[Brief] Copy the material below line for line, leaving every character unchanged.

(Records drawn from a collection)
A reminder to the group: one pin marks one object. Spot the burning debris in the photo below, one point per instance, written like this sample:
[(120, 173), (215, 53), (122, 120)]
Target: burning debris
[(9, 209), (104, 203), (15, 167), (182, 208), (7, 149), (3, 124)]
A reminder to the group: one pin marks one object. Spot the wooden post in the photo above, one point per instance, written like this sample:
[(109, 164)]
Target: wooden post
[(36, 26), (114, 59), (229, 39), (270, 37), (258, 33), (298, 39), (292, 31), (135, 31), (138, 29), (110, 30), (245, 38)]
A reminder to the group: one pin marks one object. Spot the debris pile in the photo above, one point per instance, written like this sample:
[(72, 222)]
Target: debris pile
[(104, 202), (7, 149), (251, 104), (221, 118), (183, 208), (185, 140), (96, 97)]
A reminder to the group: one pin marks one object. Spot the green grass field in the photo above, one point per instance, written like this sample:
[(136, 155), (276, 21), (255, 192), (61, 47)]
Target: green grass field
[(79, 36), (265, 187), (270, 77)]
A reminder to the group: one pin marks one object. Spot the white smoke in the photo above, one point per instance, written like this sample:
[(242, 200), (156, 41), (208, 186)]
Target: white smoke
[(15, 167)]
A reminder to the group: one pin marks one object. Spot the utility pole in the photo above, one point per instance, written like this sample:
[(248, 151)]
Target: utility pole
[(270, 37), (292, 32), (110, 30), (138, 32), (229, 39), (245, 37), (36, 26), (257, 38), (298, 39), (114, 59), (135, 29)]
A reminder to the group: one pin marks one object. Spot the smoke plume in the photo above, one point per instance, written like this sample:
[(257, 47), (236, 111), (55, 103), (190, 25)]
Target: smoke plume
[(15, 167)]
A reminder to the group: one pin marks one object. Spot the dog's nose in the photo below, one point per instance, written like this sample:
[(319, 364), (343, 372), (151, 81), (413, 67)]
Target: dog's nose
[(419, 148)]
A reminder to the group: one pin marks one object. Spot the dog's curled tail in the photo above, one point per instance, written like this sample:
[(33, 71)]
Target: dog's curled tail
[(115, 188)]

[Solved problem]
A reminder to the group: one pin marks one object. Spot the burning debris in the photo below, one point per instance, written like this sample:
[(120, 173), (215, 53), (122, 120)]
Target: burning debris
[(9, 209), (104, 203), (15, 167), (182, 208), (7, 149), (3, 124)]
A reminder to the group: one pin marks one object. Spot the wooden post in the photo above, one point per instance, written like this sample:
[(109, 164)]
Target: wooden post
[(36, 26), (114, 59), (229, 39), (270, 37), (258, 33), (298, 39), (292, 31), (135, 31), (138, 29), (110, 30), (245, 38)]
A reminder to the group: one pin marks one object. Spot the debris pile in the photo above, one point per instance, written like this sample:
[(72, 222)]
Target: debris pile
[(104, 202), (7, 149), (251, 104), (221, 118), (183, 208), (185, 140), (96, 97)]
A reminder to the group: one pin marks one object. Spot the green grass field in the photo above, one point per instance, written like this sample:
[(136, 155), (276, 21), (255, 192), (61, 47)]
Target: green grass field
[(79, 36), (265, 187), (270, 77)]
A reminder to the group: one pin marks one object. Spot the white smoke in the photo above, one point per instance, written like this sample:
[(242, 200), (156, 41), (208, 186)]
Target: white smoke
[(15, 167)]
A reminder to the group: one pin marks one object. Spot the utility pole in the photo above, one point per instance, written like this sample:
[(248, 151)]
Target: utility pole
[(270, 37), (292, 32), (110, 30), (138, 32), (229, 39), (245, 37), (36, 26), (257, 38), (298, 39), (114, 59), (135, 29)]
A reminder to the group: one pin marks one object. Spot the smoke plume in the photo above, one point per instance, written like this sample:
[(257, 47), (236, 111), (55, 103), (190, 25)]
Target: smoke plume
[(15, 167)]
A reminder to the group: one pin marks one object. Spot the dog's nose in the photo below, one point per instance, written like this sample:
[(319, 364), (343, 372), (151, 81), (413, 67)]
Target: dog's nose
[(419, 148)]
A reminder to the group: one pin marks one object. Spot the dog's curled tail in the photo above, one point per instance, written like this sample:
[(33, 71)]
Target: dog's curled tail
[(115, 188)]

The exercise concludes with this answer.